## PASSAGE SHOWN
## BEGIN

File CVE-2025-14009.patch of Package python-nltk
From 36c38b60a562f2ff8591386f35565c31ddcc569f Mon Sep 17 00:00:00 2001
From: hyperps <sarvesharmy6809@gmail.com>
Date: Thu, 20 Nov 2025 06:41:45 +0530
Subject: [PATCH 01/18] Fix: Secure ZIP extraction to prevent Zip-Slip and RCE
in nltk.downloader
---
nltk/downloader.py | 236 +++++++++++++++++++++++++++++++++++++++++++--
1 file changed, 229 insertions(+), 7 deletions(-)
Index: nltk-3.9.1/nltk/downloader.py
===================================================================
--- nltk-3.9.1.orig/nltk/downloader.py
+++ nltk-3.9.1/nltk/downloader.py
@@ -2234,20 +2234,58 @@ def unzip(filename, root, verbose=True):
def _unzip_iter(filename, root, verbose=True):
+ """
+ Secure ZIP extraction with minimal behavioural changes.
+
+ - Prevents classic Zip-Slip (.., absolute paths, drive letters)
+ - Prevents writes through pre-existing symlinks
+ - Preserves original extraction behaviour for valid archives
+ """
+
if verbose:
sys.stdout.write("Unzipping %s" % os.path.split(filename)[1])
sys.stdout.flush()
try:
zf = zipfile.ZipFile(filename)
- except zipfile.BadZipFile:
- yield ErrorMessage(filename, "Error with downloaded zip file")
- return
except Exception as e:
yield ErrorMessage(filename, e)
return
- zf.extractall(root)

## END

Rows from a dataset for labeling boxes
## BEGIN

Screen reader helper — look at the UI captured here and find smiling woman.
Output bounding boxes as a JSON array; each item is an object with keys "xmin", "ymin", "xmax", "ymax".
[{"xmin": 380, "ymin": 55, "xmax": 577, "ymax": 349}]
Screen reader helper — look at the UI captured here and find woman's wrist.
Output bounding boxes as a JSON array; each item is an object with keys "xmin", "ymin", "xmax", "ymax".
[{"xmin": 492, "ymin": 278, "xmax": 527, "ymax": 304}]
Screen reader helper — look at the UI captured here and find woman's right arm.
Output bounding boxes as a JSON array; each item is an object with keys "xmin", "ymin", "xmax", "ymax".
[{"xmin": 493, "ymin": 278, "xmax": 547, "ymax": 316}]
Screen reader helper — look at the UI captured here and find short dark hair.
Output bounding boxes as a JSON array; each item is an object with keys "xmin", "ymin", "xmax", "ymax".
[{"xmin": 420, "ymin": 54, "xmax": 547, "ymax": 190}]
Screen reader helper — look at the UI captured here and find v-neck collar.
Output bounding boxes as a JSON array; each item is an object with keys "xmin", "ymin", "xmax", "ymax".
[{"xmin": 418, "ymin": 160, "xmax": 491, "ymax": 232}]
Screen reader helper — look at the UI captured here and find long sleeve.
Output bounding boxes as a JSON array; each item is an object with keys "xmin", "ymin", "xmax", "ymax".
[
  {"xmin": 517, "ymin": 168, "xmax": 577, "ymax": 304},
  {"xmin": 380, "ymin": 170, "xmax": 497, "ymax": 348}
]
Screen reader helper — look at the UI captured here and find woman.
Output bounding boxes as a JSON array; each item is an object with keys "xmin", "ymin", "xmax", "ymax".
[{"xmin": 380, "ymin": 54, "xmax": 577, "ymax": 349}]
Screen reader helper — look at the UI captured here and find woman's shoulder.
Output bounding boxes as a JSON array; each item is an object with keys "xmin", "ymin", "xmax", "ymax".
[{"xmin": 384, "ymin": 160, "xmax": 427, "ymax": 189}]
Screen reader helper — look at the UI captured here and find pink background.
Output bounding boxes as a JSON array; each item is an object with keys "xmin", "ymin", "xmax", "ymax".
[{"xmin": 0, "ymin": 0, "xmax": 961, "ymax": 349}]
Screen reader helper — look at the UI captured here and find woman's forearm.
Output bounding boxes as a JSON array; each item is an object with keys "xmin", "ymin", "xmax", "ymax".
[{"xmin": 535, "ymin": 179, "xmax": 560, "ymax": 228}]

## END

## EXERCISE TASK
Continue the nltk downloader security patch from the point where it stops.

## FINAL RESULT
+ # Canonical root
+ root_abs = os.path.abspath(root)
+ root_real = os.path.realpath(root_abs)
+ root_prefix = root_real.rstrip(os.sep) + os.sep
+
+ # Ensure the extraction root directory exists
+ os.makedirs(root, exist_ok=True)
+
+ try:
+ for member in zf.namelist():
+
+ # Construct target path
+ raw_target = os.path.join(root_abs, member)
+ target_abs = os.path.abspath(raw_target)
+
+ # Zip-Slip check (absolute/traversal/drive-letter cases)
+ if not target_abs.startswith(root_prefix):
+ yield ErrorMessage(filename, f"Zip Slip blocked: {member}")
+ continue
+
+ # Symlink-escape check
+ target_real = os.path.realpath(target_abs)
+ if not target_real.startswith(root_prefix):
+ yield ErrorMessage(filename, f"Symlink escape blocked: {member}")
+ continue
+
+ # Safe extraction
+ try:
+ zf.extract(member, root)
+ except Exception as e:
+ yield ErrorMessage(filename, f"Extraction error for {member}: {e}")
+ continue
+ finally:
+ zf.close()
if verbose:
print()
Index: nltk-3.9.1/nltk/tag/mapping.py
===================================================================
--- nltk-3.9.1.orig/nltk/tag/mapping.py
+++ nltk-3.9.1/nltk/tag/mapping.py
@@ -32,7 +32,7 @@ X - other: foreign words, typos, abbrevi
from collections import defaultdict
from os.path import join
-from nltk.data import load
+from nltk.data import load, normalize_resource_url
_UNIVERSAL_DATA = "taggers/universal_tagset"
_UNIVERSAL_TAGS = (
@@ -56,7 +56,10 @@ _MAPPINGS = defaultdict(lambda: defaultd
def _load_universal_map(fileid):
- contents = load(join(_UNIVERSAL_DATA, fileid + ".map"), format="text")
+ resource = normalize_resource_url(
+ f"nltk:{_UNIVERSAL_DATA.rstrip('/')}/{fileid.lstrip('/')}.map"
+ )
+ contents = load(resource, format="text")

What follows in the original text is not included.